TEXT>

----------

Nandini Das is Professor of Early Modern English Literature and Culture at Oxford University, Fellow of Exeter College, and Honorary Professor of English Literature at Liverpool University. Exploring both literature and cultural history, Nandini has published widely on sixteenth and seventeenth century literature and cross-cultural encounter, and regularly presents television and radio programmes, most recently on the BBC 2’s Art that Made Us series. Her next book on the first English embassy to India will be out with Bloomsbury in 2023.
First, you see the fields. A long, thin track stretches out, wide open expanse on either side that you glimpse through high hedges. Then there is the farm. In the back of the car, a little voice that has been quiet for the last few miles pipes up. Is the very old house really here, it wonders loudly. We wonder too.

----------

TASK DETAILS> Reproduce the passage on Nandini Das word for word, everything from "Nandini Das is" down to "We wonder too.".

Extracted data entries>
----------

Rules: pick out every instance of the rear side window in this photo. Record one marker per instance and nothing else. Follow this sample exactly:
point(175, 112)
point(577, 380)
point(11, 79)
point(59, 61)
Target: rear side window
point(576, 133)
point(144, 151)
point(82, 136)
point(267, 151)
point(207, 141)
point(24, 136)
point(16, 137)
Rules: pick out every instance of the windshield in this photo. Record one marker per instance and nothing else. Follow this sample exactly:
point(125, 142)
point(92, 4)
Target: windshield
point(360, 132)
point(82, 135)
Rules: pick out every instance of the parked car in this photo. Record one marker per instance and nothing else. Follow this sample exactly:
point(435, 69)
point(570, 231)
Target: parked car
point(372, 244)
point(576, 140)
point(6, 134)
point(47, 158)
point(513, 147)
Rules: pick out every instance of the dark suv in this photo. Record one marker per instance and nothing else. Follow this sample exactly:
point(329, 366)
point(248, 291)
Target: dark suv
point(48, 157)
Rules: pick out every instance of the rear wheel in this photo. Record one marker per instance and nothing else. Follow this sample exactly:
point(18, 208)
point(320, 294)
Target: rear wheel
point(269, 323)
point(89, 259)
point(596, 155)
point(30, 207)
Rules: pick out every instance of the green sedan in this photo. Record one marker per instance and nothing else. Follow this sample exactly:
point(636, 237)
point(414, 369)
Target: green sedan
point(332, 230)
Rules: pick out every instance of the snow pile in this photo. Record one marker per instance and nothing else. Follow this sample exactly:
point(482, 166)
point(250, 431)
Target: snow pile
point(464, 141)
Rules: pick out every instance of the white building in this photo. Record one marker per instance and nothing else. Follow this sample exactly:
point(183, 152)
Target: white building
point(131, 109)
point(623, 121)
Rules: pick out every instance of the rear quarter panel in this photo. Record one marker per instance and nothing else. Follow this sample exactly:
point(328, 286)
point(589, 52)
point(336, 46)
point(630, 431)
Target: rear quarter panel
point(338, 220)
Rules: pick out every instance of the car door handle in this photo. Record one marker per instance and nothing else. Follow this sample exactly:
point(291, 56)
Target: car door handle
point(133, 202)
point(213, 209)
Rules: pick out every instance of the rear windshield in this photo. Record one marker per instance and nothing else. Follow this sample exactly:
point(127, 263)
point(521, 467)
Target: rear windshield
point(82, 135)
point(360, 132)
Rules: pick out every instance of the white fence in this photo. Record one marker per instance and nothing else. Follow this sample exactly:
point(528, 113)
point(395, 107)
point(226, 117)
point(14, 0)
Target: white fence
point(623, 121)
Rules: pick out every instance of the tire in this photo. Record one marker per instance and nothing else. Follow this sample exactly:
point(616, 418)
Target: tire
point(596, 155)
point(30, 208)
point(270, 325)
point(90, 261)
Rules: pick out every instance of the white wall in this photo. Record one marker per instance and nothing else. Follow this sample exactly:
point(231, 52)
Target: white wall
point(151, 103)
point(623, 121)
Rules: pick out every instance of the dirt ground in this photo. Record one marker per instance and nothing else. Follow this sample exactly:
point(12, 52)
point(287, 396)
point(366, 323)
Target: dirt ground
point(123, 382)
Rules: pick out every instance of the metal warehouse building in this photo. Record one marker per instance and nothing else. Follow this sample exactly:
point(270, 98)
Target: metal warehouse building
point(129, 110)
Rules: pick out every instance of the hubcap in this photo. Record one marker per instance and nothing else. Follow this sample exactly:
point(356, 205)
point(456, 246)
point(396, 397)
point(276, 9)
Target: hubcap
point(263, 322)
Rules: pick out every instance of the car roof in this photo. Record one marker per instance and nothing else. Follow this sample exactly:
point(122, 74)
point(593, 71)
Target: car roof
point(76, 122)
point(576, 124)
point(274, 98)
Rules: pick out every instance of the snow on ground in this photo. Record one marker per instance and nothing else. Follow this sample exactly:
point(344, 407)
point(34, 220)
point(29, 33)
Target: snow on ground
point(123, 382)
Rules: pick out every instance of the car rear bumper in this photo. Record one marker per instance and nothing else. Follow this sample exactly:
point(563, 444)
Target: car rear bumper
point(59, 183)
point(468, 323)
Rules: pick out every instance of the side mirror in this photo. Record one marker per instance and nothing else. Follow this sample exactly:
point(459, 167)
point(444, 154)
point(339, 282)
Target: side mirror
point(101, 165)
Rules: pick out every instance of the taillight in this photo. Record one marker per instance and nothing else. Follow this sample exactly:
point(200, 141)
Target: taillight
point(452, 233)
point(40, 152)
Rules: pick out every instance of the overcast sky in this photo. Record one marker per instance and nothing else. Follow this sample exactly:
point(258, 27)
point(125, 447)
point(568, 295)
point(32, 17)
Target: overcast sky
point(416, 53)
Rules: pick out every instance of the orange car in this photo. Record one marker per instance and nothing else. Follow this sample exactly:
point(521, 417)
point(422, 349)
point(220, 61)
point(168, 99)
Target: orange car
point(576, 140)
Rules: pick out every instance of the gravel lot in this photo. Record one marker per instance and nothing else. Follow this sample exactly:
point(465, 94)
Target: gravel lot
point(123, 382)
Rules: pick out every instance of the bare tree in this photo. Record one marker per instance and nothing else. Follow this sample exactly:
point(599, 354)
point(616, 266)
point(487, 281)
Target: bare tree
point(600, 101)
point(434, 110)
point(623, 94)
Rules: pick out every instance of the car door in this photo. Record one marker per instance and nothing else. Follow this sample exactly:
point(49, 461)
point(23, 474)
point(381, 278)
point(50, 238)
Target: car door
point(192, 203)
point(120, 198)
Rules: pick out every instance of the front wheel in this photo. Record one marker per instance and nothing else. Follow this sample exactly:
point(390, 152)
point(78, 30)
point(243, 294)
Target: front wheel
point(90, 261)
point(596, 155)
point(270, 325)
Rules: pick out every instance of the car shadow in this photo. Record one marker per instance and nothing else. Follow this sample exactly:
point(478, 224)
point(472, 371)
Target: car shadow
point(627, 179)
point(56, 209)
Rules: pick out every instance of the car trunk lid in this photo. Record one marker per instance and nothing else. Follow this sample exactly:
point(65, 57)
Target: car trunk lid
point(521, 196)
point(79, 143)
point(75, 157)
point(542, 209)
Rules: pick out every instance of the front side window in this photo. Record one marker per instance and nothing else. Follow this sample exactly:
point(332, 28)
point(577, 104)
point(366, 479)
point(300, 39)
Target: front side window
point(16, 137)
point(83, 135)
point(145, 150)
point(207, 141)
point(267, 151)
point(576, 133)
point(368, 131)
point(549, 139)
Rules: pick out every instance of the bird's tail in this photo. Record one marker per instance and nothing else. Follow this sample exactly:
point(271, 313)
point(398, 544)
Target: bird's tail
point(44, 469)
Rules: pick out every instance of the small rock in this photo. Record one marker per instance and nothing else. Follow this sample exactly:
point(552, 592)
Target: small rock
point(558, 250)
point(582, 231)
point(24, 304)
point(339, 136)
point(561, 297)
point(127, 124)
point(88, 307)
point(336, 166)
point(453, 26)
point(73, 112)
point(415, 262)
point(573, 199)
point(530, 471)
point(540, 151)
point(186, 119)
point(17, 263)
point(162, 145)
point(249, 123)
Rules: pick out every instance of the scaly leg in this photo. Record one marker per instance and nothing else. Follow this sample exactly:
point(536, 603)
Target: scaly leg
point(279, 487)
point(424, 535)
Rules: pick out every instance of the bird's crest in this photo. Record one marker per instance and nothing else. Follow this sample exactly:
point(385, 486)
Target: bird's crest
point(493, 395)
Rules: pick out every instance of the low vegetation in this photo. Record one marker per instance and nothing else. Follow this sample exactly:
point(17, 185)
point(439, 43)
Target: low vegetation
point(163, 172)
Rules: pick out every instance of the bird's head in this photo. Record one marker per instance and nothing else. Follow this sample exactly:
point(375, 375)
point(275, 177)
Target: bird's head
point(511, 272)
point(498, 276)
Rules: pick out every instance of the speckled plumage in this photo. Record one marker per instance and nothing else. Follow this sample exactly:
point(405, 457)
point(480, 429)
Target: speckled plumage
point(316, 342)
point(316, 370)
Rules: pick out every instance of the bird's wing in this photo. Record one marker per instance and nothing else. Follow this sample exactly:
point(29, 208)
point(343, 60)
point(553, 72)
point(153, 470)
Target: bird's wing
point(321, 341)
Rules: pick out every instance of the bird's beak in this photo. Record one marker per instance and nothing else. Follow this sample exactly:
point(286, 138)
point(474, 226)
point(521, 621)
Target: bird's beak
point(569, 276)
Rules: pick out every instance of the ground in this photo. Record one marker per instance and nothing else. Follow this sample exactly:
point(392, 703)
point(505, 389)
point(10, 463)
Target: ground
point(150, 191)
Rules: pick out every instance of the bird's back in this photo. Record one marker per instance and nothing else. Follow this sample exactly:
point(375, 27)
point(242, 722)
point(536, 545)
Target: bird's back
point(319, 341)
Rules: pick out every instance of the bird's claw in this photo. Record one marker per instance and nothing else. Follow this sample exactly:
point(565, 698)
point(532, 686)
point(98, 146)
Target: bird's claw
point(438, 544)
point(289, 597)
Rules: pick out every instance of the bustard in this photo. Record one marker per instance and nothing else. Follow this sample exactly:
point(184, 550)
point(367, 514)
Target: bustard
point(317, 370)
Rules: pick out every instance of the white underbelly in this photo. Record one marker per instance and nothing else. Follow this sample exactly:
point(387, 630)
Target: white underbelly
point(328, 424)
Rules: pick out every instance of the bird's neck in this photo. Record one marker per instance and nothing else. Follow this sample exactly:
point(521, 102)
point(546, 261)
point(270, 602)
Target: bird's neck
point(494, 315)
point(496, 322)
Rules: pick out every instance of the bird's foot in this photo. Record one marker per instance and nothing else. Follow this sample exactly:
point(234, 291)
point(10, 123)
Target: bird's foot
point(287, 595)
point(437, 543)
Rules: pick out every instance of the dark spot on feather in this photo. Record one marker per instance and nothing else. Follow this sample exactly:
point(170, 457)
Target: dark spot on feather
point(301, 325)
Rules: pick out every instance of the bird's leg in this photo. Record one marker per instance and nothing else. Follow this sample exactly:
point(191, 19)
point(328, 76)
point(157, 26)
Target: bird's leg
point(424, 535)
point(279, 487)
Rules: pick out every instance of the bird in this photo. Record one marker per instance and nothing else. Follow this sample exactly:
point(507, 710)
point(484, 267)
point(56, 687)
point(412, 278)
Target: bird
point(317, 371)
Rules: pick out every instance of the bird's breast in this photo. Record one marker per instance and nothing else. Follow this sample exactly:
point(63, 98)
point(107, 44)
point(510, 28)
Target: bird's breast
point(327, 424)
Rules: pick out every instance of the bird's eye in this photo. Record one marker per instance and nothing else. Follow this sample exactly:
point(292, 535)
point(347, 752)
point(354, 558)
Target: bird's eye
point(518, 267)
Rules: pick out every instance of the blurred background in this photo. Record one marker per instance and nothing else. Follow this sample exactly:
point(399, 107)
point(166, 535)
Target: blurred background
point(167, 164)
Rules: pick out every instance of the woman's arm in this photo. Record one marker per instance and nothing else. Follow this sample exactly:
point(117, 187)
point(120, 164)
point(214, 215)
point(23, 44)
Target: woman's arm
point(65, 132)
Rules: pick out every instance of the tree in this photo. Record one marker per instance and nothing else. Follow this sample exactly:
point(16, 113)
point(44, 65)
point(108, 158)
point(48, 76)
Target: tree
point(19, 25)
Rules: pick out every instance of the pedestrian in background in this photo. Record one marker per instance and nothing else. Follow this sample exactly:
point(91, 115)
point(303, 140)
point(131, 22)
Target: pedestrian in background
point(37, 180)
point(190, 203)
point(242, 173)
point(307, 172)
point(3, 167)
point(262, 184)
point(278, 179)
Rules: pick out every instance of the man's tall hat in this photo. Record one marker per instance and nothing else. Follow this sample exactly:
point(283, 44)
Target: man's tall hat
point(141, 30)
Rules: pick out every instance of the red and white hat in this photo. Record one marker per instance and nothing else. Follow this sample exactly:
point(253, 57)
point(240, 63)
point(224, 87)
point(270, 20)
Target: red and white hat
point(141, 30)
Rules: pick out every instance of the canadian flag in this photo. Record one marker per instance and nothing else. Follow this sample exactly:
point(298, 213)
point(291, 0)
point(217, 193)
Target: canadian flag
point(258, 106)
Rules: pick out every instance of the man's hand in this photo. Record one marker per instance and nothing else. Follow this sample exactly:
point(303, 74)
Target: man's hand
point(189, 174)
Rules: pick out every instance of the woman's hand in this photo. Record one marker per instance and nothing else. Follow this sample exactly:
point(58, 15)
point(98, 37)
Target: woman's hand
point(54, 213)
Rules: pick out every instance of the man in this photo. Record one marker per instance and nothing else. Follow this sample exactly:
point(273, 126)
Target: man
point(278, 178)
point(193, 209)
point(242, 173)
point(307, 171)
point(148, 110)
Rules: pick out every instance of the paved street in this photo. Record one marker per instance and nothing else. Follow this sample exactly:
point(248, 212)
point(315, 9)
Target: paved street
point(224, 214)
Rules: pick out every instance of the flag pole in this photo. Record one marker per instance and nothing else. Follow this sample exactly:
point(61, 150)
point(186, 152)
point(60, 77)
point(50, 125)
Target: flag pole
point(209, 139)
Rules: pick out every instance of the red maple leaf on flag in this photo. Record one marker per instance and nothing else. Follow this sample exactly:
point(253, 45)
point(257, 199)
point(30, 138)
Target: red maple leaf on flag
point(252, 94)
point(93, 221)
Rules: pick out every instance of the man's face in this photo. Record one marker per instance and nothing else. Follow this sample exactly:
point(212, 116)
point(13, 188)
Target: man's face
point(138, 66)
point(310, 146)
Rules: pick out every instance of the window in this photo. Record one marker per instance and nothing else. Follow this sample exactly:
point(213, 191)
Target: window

----------

WRITTEN ANSWER>
Nandini Das is Professor of Early Modern English Literature and Culture at Oxford University, Fellow of Exeter College, and Honorary Professor of English Literature at Liverpool University. Exploring both literature and cultural history, Nandini has published widely on sixteenth and seventeenth century literature and cross-cultural encounter, and regularly presents television and radio programmes, most recently on the BBC 2’s Art that Made Us series. Her next book on the first English embassy to India will be out with Bloomsbury in 2023.
First, you see the fields. A long, thin track stretches out, wide open expanse on either side that you glimpse through high hedges. Then there is the farm. In the back of the car, a little voice that has been quiet for the last few miles pipes up. Is the very old house really here, it wonders loudly. We wonder too.